What the task asks -
Your reply must be the number of lines in the entries that hold the word "below", and nothing else.

Source data -

##############################

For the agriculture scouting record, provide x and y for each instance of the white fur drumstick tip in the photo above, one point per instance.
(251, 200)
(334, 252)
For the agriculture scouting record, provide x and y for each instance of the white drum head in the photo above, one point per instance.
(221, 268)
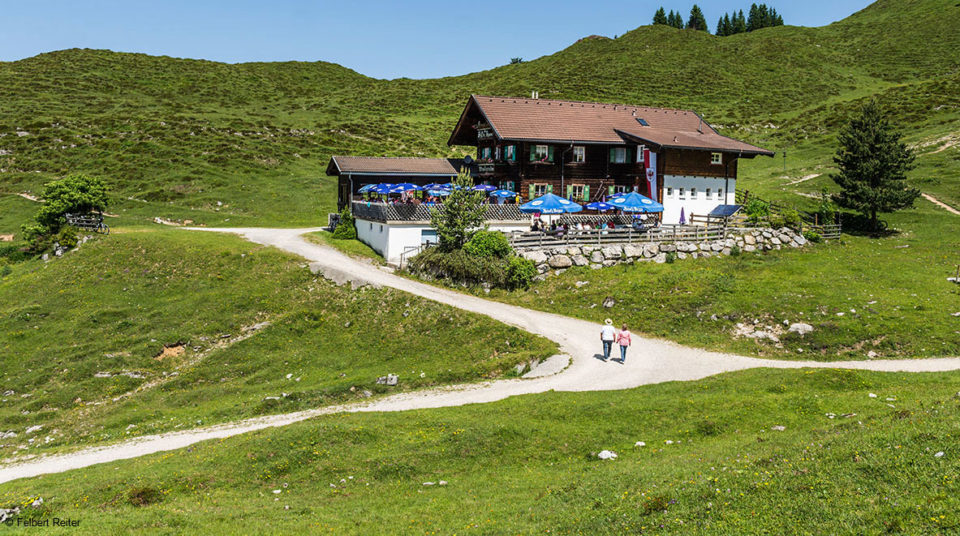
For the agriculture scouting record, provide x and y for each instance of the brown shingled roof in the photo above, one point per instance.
(592, 122)
(377, 165)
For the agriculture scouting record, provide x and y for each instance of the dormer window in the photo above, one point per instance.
(618, 155)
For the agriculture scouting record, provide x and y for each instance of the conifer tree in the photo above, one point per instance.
(873, 162)
(739, 23)
(697, 21)
(660, 17)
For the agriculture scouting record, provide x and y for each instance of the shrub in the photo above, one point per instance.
(67, 237)
(458, 266)
(520, 272)
(812, 236)
(346, 228)
(488, 244)
(790, 218)
(757, 210)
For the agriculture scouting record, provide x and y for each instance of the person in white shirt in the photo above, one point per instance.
(607, 335)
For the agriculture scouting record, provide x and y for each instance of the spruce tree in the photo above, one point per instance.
(873, 163)
(740, 23)
(660, 17)
(697, 21)
(753, 21)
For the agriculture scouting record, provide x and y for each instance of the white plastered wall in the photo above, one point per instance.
(700, 204)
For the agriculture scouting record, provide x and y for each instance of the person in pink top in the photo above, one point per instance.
(623, 339)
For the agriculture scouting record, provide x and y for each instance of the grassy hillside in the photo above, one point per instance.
(82, 344)
(240, 144)
(855, 453)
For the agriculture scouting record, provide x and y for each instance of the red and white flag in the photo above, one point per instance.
(650, 162)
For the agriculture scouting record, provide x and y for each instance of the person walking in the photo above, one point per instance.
(607, 336)
(623, 339)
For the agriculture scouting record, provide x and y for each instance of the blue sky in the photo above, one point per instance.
(384, 39)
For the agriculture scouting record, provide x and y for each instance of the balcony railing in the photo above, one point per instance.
(387, 212)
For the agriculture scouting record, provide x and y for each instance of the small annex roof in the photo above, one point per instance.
(380, 165)
(558, 121)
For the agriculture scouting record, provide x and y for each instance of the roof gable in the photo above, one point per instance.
(592, 122)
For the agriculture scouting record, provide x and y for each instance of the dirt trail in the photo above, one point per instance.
(651, 361)
(940, 204)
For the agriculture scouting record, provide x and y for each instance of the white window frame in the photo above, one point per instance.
(541, 152)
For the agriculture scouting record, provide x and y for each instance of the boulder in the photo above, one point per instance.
(538, 257)
(560, 261)
(612, 252)
(800, 328)
(631, 252)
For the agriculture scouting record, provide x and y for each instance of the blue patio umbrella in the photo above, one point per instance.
(405, 187)
(382, 188)
(634, 202)
(600, 206)
(550, 204)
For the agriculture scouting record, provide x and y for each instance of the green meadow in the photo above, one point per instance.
(249, 330)
(755, 452)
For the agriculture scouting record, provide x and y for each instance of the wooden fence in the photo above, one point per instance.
(600, 237)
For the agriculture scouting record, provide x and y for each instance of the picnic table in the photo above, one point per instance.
(90, 221)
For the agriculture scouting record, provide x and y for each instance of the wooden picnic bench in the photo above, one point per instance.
(89, 221)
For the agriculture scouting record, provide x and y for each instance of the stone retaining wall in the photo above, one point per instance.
(559, 258)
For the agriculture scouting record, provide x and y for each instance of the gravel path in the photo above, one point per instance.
(940, 204)
(650, 361)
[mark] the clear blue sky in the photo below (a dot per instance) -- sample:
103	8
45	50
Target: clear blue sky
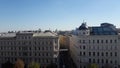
56	14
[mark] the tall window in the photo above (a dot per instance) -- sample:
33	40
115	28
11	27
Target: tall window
93	53
93	41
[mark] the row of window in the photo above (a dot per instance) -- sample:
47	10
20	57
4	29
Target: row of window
40	60
26	43
108	47
98	41
98	53
45	54
41	48
106	61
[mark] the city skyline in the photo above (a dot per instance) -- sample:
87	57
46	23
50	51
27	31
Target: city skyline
56	14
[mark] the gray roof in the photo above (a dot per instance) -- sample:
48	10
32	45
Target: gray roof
7	35
44	34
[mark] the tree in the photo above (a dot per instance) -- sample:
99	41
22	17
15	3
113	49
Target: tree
63	41
19	64
34	65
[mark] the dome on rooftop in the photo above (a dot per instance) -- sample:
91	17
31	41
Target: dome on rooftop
83	26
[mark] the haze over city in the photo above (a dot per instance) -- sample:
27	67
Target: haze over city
56	14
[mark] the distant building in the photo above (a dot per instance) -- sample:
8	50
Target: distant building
99	46
41	47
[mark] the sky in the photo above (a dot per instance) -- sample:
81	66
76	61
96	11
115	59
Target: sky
57	14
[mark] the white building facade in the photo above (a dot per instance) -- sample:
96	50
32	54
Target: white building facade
98	46
41	47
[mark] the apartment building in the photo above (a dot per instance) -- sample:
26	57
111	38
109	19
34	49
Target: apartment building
41	47
97	45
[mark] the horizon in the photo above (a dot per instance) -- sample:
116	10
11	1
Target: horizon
63	15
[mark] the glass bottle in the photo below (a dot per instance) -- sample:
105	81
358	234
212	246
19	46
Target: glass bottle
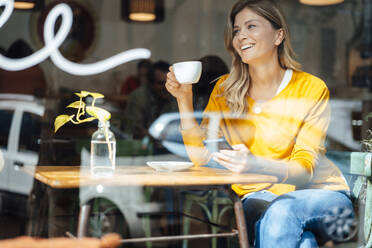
102	150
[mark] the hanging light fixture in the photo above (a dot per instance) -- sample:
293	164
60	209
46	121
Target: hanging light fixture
143	10
320	2
28	4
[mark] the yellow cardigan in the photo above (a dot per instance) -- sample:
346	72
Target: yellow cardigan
289	127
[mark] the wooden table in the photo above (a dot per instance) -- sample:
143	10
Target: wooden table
201	177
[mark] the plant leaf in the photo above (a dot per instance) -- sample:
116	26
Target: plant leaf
77	104
87	119
100	113
369	115
61	120
96	95
84	93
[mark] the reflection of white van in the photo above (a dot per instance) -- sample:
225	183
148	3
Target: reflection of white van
20	128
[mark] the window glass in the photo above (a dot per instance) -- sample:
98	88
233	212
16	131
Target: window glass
5	122
30	132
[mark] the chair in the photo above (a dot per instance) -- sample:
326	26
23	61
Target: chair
108	241
210	202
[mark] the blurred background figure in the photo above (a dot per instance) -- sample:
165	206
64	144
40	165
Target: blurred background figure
30	81
147	103
213	68
134	81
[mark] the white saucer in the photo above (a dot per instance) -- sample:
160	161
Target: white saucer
170	165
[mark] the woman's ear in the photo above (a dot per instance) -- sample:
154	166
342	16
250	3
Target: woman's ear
279	37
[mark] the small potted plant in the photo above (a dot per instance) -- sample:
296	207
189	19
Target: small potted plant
360	165
103	143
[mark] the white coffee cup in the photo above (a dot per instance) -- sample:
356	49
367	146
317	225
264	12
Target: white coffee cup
187	72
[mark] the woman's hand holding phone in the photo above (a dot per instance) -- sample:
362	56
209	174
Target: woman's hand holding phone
236	160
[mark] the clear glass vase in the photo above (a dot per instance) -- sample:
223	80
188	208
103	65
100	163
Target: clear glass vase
102	151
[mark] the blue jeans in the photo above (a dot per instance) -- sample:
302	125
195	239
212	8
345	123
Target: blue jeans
296	219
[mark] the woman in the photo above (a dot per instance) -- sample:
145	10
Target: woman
284	118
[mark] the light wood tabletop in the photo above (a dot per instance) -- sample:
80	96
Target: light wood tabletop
78	176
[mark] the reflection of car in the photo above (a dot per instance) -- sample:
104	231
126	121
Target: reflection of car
20	128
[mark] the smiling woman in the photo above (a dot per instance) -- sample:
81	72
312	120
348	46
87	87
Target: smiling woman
280	118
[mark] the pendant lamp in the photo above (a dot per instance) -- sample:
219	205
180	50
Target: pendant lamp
320	2
28	4
143	10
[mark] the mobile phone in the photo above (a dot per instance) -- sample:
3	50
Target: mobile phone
217	144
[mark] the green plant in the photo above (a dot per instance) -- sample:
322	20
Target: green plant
81	109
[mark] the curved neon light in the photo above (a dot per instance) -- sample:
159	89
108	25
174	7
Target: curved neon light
52	44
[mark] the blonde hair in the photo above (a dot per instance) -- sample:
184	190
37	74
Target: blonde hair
236	86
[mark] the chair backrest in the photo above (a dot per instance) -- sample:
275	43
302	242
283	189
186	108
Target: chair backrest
108	241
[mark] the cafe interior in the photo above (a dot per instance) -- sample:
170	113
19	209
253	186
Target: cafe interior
101	53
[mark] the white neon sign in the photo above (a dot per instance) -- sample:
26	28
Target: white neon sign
52	43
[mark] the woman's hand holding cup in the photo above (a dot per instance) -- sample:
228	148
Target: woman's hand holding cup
181	76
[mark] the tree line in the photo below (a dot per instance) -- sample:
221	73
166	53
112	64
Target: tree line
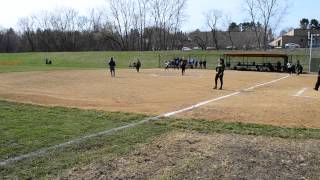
142	25
126	25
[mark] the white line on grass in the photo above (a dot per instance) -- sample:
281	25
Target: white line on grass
110	131
299	93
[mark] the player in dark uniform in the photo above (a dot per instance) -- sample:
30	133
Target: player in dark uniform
318	81
183	66
112	66
220	72
299	68
138	65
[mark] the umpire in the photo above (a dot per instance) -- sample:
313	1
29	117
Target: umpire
220	71
318	81
112	66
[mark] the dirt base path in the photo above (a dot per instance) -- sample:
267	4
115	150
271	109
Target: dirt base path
217	156
288	103
156	91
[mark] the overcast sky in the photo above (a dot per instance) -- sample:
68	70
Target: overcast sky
12	10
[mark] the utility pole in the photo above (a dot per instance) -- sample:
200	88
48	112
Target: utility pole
311	46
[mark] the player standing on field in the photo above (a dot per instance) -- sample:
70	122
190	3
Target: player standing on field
220	71
138	65
112	66
183	65
318	81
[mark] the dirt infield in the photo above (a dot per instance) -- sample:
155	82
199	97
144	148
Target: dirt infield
217	156
156	91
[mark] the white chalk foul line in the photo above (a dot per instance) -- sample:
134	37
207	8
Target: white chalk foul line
110	131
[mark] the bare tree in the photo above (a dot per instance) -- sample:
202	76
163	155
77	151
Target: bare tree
251	8
212	19
27	25
123	14
269	12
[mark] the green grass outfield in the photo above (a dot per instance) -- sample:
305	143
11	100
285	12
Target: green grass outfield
13	62
26	128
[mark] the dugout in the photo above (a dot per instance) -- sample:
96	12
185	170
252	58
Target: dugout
257	60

##############################

Answer box -
3